● **Problem requirements**:
Nothing but the lines from the line with "Where can the black handbag" through the end of the data is to be copied, and each is to be copied exactly.

>> START Provided data

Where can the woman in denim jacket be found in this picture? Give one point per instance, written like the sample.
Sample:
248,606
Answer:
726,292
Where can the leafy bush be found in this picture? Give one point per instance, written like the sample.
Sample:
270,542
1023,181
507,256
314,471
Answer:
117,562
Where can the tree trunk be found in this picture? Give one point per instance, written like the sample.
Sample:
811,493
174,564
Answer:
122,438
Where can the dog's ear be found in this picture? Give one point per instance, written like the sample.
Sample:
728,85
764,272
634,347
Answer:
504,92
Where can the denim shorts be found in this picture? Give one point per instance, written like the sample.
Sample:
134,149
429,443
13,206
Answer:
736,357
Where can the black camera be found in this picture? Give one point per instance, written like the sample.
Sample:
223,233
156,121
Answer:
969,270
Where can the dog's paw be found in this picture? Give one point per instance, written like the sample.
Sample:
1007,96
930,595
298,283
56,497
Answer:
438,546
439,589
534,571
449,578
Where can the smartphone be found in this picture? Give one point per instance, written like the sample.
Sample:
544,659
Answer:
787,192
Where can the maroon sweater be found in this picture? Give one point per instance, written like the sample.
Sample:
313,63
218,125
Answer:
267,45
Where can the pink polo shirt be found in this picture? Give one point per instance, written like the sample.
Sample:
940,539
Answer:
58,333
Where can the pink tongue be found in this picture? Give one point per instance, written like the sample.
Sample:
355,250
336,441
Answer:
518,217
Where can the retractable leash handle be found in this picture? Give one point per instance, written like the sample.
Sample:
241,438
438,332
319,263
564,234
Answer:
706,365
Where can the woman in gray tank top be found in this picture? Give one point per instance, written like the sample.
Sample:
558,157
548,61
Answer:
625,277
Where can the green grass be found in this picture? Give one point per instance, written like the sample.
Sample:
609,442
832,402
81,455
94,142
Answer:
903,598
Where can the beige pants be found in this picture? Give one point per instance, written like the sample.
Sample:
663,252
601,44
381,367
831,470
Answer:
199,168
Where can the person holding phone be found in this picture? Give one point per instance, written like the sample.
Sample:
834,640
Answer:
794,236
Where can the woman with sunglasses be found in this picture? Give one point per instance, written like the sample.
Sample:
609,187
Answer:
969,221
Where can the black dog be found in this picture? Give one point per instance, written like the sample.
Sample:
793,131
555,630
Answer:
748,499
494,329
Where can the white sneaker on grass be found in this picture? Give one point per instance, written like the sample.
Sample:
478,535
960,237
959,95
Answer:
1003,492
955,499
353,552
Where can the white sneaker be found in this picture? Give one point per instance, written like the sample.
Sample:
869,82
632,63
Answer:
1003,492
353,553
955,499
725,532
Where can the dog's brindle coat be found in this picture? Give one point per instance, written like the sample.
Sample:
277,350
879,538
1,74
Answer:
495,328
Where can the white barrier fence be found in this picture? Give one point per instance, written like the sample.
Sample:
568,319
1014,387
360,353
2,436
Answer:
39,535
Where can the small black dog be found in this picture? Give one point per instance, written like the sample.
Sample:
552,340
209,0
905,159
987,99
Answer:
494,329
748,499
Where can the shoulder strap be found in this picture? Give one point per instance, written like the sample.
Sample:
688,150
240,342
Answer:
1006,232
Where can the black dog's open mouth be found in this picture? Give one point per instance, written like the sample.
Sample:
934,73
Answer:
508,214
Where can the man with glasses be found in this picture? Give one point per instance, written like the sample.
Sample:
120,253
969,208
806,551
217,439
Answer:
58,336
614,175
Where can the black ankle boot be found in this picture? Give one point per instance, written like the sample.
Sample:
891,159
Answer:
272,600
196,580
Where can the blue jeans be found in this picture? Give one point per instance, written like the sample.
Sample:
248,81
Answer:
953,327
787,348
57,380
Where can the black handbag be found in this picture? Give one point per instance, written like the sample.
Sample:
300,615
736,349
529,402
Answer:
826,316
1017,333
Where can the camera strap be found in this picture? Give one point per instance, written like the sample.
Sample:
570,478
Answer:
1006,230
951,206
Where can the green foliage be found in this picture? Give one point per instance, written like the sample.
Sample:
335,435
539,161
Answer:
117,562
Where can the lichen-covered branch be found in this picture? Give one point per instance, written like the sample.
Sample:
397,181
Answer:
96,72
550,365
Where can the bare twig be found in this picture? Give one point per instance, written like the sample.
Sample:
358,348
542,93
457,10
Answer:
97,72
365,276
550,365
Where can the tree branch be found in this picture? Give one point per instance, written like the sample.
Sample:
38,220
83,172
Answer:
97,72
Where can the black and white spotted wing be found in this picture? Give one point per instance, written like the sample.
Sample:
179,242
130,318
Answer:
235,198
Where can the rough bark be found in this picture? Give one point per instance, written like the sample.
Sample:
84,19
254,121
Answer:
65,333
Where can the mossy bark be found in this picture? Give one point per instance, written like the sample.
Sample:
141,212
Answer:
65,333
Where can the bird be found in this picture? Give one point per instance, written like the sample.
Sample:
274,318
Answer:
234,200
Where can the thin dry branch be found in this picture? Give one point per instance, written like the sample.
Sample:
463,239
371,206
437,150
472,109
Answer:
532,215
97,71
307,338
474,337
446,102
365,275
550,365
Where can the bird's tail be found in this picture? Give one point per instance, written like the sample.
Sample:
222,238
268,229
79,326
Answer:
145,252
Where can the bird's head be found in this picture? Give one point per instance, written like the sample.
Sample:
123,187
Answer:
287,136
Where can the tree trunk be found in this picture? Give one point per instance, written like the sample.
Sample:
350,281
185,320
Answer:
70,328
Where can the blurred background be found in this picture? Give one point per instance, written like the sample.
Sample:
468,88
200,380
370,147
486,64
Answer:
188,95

>> END Provided data

● **Result of the exercise**:
Where can the black handbag be found in this picture? Give one point per instance, written like the sample.
Sample:
300,615
736,349
529,402
Answer:
826,316
1017,333
Where can the camera strap be found in this picture? Give one point per instance, written like the sample.
Sample:
570,478
Answer:
1006,230
951,206
Where can the green foliage be found in this picture? Give one point per instance, written like the sample.
Sample:
335,435
539,161
Answer:
117,562
Where can the lichen-covered branch be found in this picture? Give one point per instance, written like the sample.
Sample:
397,181
Answer:
96,72
550,365
Where can the bare twig be found in this picture? Give one point per instance, written like the sample.
Sample:
358,348
542,93
457,10
Answer:
97,72
365,276
550,365
Where can the tree branch be found in this picture? Give one point per instance, written like the sample.
Sample:
38,220
83,172
Answer:
97,72
Where can the black and white spotted wing be found in this picture? Give one point per instance, written like the sample.
Sample:
179,242
130,318
Answer:
235,198
Where can the rough bark be found in this picture? Give one point per instance, written like the sample.
Sample:
84,19
254,121
Answer:
65,333
Where can the mossy bark be found in this picture? Give one point per instance, written like the sample.
Sample:
141,212
Answer:
65,333
Where can the bird be found in this picture? Give one point per instance, written like the sample.
Sample:
274,318
Answer:
234,200
Where can the thin dry branch be found in this picture? Give one point per instance, written like the sample.
Sample:
463,239
371,206
437,150
472,109
Answer:
532,215
97,71
307,338
474,337
446,102
365,275
550,365
Where can the bird's tail be found in this picture? Give one point per instance, written like the sample.
Sample:
222,238
268,229
79,326
Answer:
145,252
Where can the bird's head be found in this picture? Give one point per instance, written like the sample.
Sample:
123,187
Answer:
287,136
Where can the tree trunk be found in this picture? Give one point per instance, written like the sample.
Sample:
350,281
185,320
Answer:
70,328
Where can the blurred background be found in this picture? Give one point per instance, written like the sample.
Sample:
468,88
200,380
370,147
486,64
Answer:
188,95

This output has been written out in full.